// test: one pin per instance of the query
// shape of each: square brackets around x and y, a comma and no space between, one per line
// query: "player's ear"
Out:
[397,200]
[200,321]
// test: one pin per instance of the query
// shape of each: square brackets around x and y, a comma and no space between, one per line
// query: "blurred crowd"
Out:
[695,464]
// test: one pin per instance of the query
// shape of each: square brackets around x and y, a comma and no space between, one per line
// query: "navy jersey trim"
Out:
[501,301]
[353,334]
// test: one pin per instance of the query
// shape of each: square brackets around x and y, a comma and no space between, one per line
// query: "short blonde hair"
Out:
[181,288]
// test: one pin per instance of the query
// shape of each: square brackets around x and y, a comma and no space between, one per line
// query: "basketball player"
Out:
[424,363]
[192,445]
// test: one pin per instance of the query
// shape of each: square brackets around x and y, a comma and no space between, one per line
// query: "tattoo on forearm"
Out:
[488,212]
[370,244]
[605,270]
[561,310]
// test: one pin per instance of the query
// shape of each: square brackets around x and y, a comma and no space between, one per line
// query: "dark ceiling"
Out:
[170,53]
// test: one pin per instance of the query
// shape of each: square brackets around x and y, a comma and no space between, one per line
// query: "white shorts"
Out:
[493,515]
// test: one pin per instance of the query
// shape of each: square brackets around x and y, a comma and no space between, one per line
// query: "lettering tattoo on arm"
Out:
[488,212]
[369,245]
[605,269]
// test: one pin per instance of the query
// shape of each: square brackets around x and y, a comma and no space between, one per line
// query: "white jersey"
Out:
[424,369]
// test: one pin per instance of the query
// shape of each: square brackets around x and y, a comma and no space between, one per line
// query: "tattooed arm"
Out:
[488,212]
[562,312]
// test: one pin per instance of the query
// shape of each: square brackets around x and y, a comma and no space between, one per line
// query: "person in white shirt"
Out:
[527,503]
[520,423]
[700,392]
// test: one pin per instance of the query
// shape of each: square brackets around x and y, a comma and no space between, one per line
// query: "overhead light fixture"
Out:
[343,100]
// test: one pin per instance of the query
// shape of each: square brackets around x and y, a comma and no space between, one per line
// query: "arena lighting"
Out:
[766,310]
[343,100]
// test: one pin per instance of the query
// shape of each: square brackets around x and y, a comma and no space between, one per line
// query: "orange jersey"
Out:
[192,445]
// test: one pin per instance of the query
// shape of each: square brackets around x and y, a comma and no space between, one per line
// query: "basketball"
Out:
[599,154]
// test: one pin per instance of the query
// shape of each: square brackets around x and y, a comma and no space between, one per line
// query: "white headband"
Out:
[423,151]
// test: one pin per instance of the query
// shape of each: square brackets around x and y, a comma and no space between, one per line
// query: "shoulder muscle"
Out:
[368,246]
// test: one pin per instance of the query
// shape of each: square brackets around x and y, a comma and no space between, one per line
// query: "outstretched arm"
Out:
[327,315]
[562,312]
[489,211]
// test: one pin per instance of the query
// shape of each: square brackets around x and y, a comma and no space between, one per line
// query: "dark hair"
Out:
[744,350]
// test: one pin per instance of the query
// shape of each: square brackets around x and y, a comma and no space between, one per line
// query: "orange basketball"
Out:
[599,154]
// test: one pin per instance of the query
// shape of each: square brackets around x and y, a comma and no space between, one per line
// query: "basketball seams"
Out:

———

◆ Directions ◆
Nothing should be changed: write out all of the data as is.

◆ The response ◆
// test: one pin per instance of the query
// shape of each: square brackets around x and y, a comma and no space between, one per line
// query: "player's ear"
Out:
[397,200]
[200,321]
// test: one pin per instance of the query
// shape of each: square brackets around x and y, a comma and no space between, one per line
// query: "blurred crowd"
Out:
[695,464]
// test: one pin per instance of the query
// shape of each: square brackets around x and y, a comma and no space between, one per line
// query: "navy jersey trim"
Out:
[501,301]
[353,334]
// test: one pin per instance of the query
// shape of each: square brackets around x and y, a comma and no space between, one per line
// query: "short blonde hair"
Out:
[181,288]
// test: one pin per instance of the query
// shape of each: square brackets around x and y, a comma and no space between, one per line
// query: "basketball player"
Out:
[424,363]
[192,445]
// test: one pin per instance of the query
// shape of each: square brackets around x and y, a comma and no space between, one per line
// query: "tattoo on forearm"
Out:
[488,212]
[370,244]
[605,270]
[561,310]
// test: one pin per instance of the query
// shape of each: square brackets around x and y, a comma and no space between, one per line
// query: "dark ceiling"
Out:
[170,53]
// test: one pin per instance of the query
// shape of each: square brackets around x and y, a comma and no space between, one per line
// query: "white shorts"
Out:
[493,515]
// test: one pin per instance of the query
// shape of each: square brackets around x and y, a comma and no space between, one per line
// query: "lettering tattoo on arm"
Out:
[488,212]
[369,245]
[605,269]
// test: one pin per instance of the query
// shape of each: square brackets around x and y, a comma and no space between, one per line
// query: "white jersey"
Out:
[424,369]
// test: one pin per instance of the query
// shape of each: square brackets around x and y, a comma and no space between, one per line
// query: "tattooed arm"
Out:
[488,212]
[562,312]
// test: one pin per instance of the query
// shape of each: square brackets around x and y, a comma and no space between, one per line
// query: "person in white shirt"
Out:
[527,503]
[520,423]
[700,392]
// test: one pin per instance of the query
// shape of each: square brackets around x and y, a comma and no space between, one per line
// query: "overhead light fixture"
Out:
[343,100]
// test: one pin per instance of the query
// shape of each: square brackets around x and y, a comma and no space between, one per line
// query: "arena lighting"
Out:
[766,310]
[343,100]
// test: one pin per instance of the query
// shape of each: square brackets around x and y, a comma and no space between, one per line
// query: "orange jersey"
Out:
[192,445]
// test: one pin per instance of the query
// shape of each: square brackets around x and y, a comma and no space between, one per line
// query: "basketball"
Out:
[599,154]
// test: one pin per instance of the query
// shape of each: square brackets around x and y, a comma and no space between, one per line
// query: "white headband"
Out:
[423,151]
// test: one pin per instance of the query
// shape of each: square brackets around x and y, a comma and no space between, one per line
// query: "shoulder muscle"
Out:
[368,246]
// test: one pin per instance of the query
// shape of each: square brackets around x and y, a comma and no space between, one per line
// query: "outstretched arm"
Out:
[327,315]
[562,312]
[489,211]
// test: one pin per instance of the query
// shape of each: square brackets around x and y, a comma and no space between, one per line
// query: "dark hair"
Out:
[744,350]
// test: one pin per instance of the query
// shape of each: square brackets around x and y, a comma and no space between, one per line
// query: "orange basketball"
Out:
[599,154]
// test: one pin per instance of the query
// shape of each: square brackets around x and y, a comma and no space between, one per line
// query: "basketball seams"
Out:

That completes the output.